» TASK OBJECTIVE
Transcribe every entry that follows, word for word, and omit the images.

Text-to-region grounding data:
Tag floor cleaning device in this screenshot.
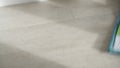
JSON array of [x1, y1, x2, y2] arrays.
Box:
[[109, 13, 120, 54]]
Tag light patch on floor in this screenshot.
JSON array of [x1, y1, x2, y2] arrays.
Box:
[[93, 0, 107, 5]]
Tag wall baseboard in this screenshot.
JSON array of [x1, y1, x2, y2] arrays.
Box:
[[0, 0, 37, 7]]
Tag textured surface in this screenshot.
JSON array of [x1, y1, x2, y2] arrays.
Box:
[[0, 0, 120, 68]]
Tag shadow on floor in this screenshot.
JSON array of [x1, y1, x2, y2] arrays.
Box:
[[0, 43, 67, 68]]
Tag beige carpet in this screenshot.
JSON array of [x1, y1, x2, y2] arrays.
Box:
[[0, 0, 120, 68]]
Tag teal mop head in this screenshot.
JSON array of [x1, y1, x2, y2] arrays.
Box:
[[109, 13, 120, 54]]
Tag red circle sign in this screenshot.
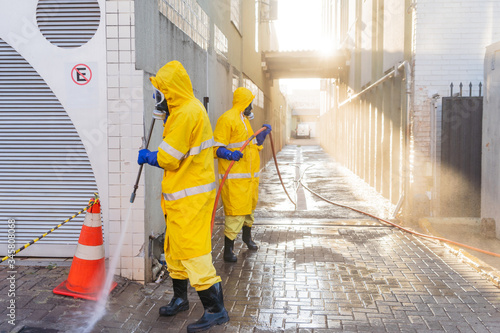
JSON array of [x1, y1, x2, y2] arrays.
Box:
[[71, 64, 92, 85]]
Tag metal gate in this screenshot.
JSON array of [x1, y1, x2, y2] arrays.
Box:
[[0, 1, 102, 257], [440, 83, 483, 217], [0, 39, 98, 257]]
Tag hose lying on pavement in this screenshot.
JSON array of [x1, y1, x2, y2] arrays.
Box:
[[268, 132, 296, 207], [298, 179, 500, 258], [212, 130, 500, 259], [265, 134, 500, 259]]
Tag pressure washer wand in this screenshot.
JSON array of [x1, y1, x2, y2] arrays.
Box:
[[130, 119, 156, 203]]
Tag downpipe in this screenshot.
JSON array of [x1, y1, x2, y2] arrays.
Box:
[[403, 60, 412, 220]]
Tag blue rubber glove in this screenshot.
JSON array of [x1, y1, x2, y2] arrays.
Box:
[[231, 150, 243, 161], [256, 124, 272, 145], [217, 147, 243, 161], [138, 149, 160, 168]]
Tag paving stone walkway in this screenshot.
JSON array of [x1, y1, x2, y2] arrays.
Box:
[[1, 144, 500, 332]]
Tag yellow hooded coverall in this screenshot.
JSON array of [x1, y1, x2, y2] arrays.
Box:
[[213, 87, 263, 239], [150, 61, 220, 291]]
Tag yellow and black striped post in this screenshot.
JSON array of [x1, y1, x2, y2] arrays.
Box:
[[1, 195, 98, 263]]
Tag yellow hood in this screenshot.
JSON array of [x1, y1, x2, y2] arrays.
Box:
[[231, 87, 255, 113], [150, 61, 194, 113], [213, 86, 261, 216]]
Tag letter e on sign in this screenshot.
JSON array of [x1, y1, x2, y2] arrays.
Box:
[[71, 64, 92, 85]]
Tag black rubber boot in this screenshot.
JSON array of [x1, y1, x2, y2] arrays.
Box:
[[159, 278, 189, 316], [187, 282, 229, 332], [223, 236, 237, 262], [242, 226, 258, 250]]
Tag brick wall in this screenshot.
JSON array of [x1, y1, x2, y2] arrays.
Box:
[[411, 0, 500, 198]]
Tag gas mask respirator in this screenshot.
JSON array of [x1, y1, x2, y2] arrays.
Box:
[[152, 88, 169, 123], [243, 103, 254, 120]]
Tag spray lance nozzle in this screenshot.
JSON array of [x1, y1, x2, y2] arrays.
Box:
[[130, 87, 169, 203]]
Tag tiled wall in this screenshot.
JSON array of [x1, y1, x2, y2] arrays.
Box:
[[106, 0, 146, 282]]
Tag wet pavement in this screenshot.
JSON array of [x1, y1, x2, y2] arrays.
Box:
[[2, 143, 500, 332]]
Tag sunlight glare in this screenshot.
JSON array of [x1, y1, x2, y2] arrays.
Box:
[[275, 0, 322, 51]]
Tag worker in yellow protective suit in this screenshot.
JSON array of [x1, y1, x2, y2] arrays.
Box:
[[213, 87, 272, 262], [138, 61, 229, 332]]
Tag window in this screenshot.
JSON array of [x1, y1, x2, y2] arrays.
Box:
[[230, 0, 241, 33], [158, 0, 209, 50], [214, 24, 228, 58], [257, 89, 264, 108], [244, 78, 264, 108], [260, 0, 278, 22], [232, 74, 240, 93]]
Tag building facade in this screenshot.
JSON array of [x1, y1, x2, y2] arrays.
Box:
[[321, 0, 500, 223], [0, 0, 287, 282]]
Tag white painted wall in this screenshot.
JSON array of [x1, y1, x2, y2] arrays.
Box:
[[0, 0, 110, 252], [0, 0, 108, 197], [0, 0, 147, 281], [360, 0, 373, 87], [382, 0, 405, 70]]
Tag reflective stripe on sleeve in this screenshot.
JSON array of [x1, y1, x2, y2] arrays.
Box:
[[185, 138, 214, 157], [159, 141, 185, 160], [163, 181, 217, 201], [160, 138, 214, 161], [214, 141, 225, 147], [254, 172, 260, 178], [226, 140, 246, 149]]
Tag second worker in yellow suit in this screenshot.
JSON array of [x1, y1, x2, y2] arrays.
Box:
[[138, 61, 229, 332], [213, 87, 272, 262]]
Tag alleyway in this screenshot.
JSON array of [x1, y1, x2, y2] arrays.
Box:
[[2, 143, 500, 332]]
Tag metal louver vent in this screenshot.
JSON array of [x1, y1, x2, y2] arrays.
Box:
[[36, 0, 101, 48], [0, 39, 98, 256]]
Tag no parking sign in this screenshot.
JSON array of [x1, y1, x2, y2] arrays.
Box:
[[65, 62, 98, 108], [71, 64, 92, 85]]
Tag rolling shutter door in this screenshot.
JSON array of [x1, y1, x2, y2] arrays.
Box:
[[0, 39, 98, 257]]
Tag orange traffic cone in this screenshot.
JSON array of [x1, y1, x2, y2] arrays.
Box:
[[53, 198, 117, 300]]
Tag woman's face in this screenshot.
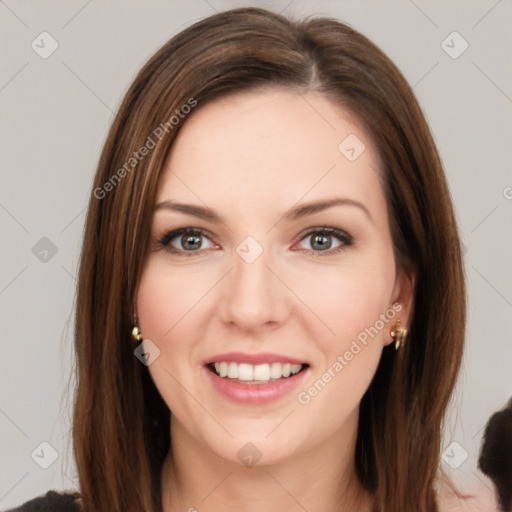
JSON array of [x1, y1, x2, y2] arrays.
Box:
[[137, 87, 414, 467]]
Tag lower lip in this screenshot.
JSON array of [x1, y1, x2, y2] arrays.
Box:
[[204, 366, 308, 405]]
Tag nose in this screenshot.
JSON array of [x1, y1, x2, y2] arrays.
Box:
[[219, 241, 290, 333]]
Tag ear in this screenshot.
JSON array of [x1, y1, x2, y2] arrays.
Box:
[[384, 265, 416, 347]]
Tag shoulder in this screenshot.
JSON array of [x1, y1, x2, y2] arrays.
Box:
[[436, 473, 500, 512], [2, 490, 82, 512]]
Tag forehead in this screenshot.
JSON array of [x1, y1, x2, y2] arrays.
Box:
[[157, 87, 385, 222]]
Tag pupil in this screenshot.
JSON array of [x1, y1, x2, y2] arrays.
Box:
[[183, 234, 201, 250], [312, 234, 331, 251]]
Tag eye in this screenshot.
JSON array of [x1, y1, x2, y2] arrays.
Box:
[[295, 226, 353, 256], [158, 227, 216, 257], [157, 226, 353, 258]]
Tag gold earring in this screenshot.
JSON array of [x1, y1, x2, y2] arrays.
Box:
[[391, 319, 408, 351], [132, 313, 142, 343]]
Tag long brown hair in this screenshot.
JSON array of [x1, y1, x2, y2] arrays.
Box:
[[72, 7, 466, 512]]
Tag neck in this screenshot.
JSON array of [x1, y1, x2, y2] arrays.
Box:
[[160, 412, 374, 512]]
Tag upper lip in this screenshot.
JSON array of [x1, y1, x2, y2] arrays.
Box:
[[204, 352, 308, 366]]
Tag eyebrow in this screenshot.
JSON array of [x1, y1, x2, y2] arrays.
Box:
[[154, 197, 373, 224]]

» TASK SOLUTION
Tag floor cleaning device in this screenshot.
JSON array of [x1, y1, x2, y2] arrays.
Box:
[[109, 13, 120, 54]]
Tag light patch on floor in this screenshot.
JSON array of [x1, y1, x2, y2] arrays.
Box:
[[93, 0, 107, 5]]
Tag wall baseboard in this screenshot.
JSON array of [x1, y1, x2, y2] arrays.
Box:
[[0, 0, 37, 7]]
Tag textured surface in this screenshot.
JSON array of [x1, y1, x2, y2] arrays.
Box:
[[0, 0, 120, 68]]
Tag shadow on floor in this screenshot.
JSON array of [x1, y1, x2, y2] arrays.
Box:
[[0, 43, 67, 68]]
Tag beige carpet in this screenshot.
JSON array of [x1, y1, x2, y2] arrays.
Box:
[[0, 0, 120, 68]]
Tag teal mop head in this screenshot.
JSON array of [x1, y1, x2, y2] arrays.
Box:
[[109, 13, 120, 54]]
Tag red circle sign in this screenshot.
JSON array of [x1, y1, x2, y2] arrays.
Box:
[[71, 64, 92, 85]]
Tag metal gate in this screenshot.
JSON array of [x1, y1, x2, y2] arrays.
Box:
[[0, 1, 102, 257], [440, 83, 483, 217], [0, 39, 98, 257]]
Tag hose lying on pavement in this screenshot.
JSON array of [x1, y1, x2, y2] arrays.
Box:
[[268, 132, 296, 207], [298, 179, 500, 258], [212, 130, 500, 259], [265, 134, 500, 259]]
Tag pressure washer wand in this screenshot.
JSON array of [x1, y1, x2, y2] arrays.
Box:
[[130, 119, 156, 203]]
Tag downpipe in this screenshot.
JSON array of [x1, y1, x2, y2] arrays.
Box:
[[403, 60, 412, 220]]
Tag blue rubber glove in this screenshot.
JSON array of [x1, y1, x2, y2] arrays.
Box:
[[231, 150, 243, 161], [256, 124, 272, 145], [217, 147, 243, 161], [138, 149, 160, 168]]
Tag paving stone walkway in this screenshot.
JSON array of [x1, y1, x2, y2] arrays.
Box:
[[1, 144, 500, 332]]
Tag yellow hooded coverall in this screenshot.
JSON array of [x1, y1, x2, y2] arrays.
Box:
[[213, 87, 263, 239], [150, 61, 220, 291]]
Tag yellow and black striped post in this screenshot.
JSON array of [x1, y1, x2, y2] arrays.
Box:
[[1, 195, 98, 263]]
Tag yellow hood in this screenshot.
JSON array of [x1, y1, x2, y2] arrays.
Box:
[[231, 87, 255, 113], [150, 61, 194, 113], [213, 86, 261, 216]]
Tag letter e on sign in this screenshot.
JSON array of [x1, y1, x2, y2] arrays.
Box:
[[71, 64, 92, 85]]
Tag black rubber boot in this screenshot.
JSON array of [x1, y1, x2, y2] arrays.
Box:
[[159, 278, 189, 316], [187, 282, 229, 332], [223, 236, 237, 262], [242, 226, 258, 250]]
Tag brick wall in this screenshot.
JSON array of [x1, y1, x2, y2] arrays.
Box:
[[411, 0, 500, 198]]
Tag gas mask respirator in this screenshot.
JSON array of [x1, y1, x2, y2] arrays.
Box:
[[152, 88, 169, 123], [243, 103, 254, 120]]
Tag spray lance nozzle in this screenshot.
JSON array of [x1, y1, x2, y2] arrays.
Box:
[[130, 87, 169, 203]]
Tag tiled wall in this screenshot.
JSON array of [x1, y1, x2, y2] arrays.
Box:
[[106, 0, 146, 282]]
Tag wet pavement in this screenshot.
JSON array of [x1, y1, x2, y2] arrays.
Box:
[[2, 143, 500, 332]]
Tag sunlight glare in this screenshot.
JSON array of [x1, y1, x2, y2] arrays.
Box:
[[275, 0, 322, 51]]
Tag worker in yellow protective suit in this screenshot.
JSON array of [x1, y1, x2, y2] arrays.
Box:
[[213, 87, 272, 262], [138, 61, 229, 332]]
Tag window in this screenshot.
JSON array of [x1, y1, x2, y2] arrays.
Box:
[[230, 0, 241, 33], [158, 0, 209, 50], [214, 24, 228, 58], [257, 89, 264, 108], [244, 78, 264, 108], [260, 0, 278, 22], [232, 74, 240, 93]]
Tag building facade in this screenshot.
JSON array of [x1, y1, x2, y2] arrays.
Box:
[[321, 0, 500, 223], [0, 0, 287, 282]]
Tag white painted wall in this screenshot.
JSON array of [x1, y1, x2, y2] arrays.
Box:
[[0, 0, 110, 252], [0, 0, 108, 197], [0, 0, 147, 281], [360, 0, 373, 87], [382, 0, 405, 70]]
Tag reflective stripe on sleeve in this screenshot.
JSON array of [x1, y1, x2, y2] arrays.
Box:
[[185, 138, 214, 157], [159, 141, 185, 160], [163, 181, 217, 201], [160, 138, 214, 161], [214, 141, 225, 147], [254, 172, 260, 178], [226, 140, 246, 149]]
Tag second worker in yellow suit in this screenshot.
JSON array of [x1, y1, x2, y2] arrays.
Box:
[[138, 61, 229, 332], [213, 87, 272, 262]]
Tag alleyway in this screenshot.
JSON array of [x1, y1, x2, y2] arrays.
Box:
[[2, 143, 500, 332]]
Tag metal louver vent in this screenshot.
JSON array of [x1, y1, x2, y2] arrays.
Box:
[[36, 0, 101, 48], [0, 39, 98, 256]]
Tag no parking sign in this screenshot.
JSON array of [x1, y1, x2, y2] arrays.
Box:
[[65, 62, 98, 108], [71, 64, 92, 85]]
Tag rolling shutter door in this screenshot.
JSON array of [x1, y1, x2, y2] arrays.
Box:
[[0, 39, 98, 257]]
Tag orange traffic cone in this screenshot.
JSON array of [x1, y1, x2, y2] arrays.
Box:
[[53, 198, 117, 300]]
Tag woman's face in this screenshot.
JSON array of [x1, y1, x2, y2] arrays.
Box:
[[137, 87, 414, 467]]
Tag lower lip in this screenshot.
JSON array of [x1, y1, x2, y2] arrays.
Box:
[[204, 366, 308, 405]]
Tag nose in this screenshot.
JSON array of [x1, y1, x2, y2] arrays.
Box:
[[219, 241, 290, 333]]
Tag ear in this screenshot.
JSON array of [x1, y1, x2, y2] arrays.
Box:
[[384, 265, 416, 347]]
Tag shoulder in this screenshot.
JSON array of [x1, y1, x2, y2] arrays.
Box:
[[436, 473, 500, 512], [2, 490, 82, 512]]
Tag forehead in this screenshot.
JSON array of [x1, y1, x2, y2] arrays.
Box:
[[157, 87, 385, 222]]
Tag pupil in this screenshot.
JSON array of [x1, y1, x2, y2] arrays.
Box:
[[183, 234, 201, 250], [312, 234, 331, 251]]
Tag eye in this screenshot.
JSON array of [x1, y1, x2, y2] arrays.
Box:
[[295, 226, 353, 256], [158, 227, 216, 257], [157, 226, 353, 258]]
Tag gold earring in this screenshot.
JSON array of [x1, y1, x2, y2] arrays.
Box:
[[391, 319, 408, 351], [132, 313, 142, 343]]
Tag long brown hair in this screenshot.
JSON array of [x1, y1, x2, y2] arrays.
Box:
[[72, 7, 466, 512]]
Tag neck in this screenshot.
JSON array of [x1, y1, x2, y2] arrays.
Box:
[[160, 412, 374, 512]]
Tag upper lip in this screenshot.
JSON array of [x1, y1, x2, y2] arrays.
Box:
[[204, 352, 308, 366]]
Tag eyebrow in this screenshot.
JSON array of [x1, y1, x2, y2] arrays.
Box:
[[154, 197, 373, 224]]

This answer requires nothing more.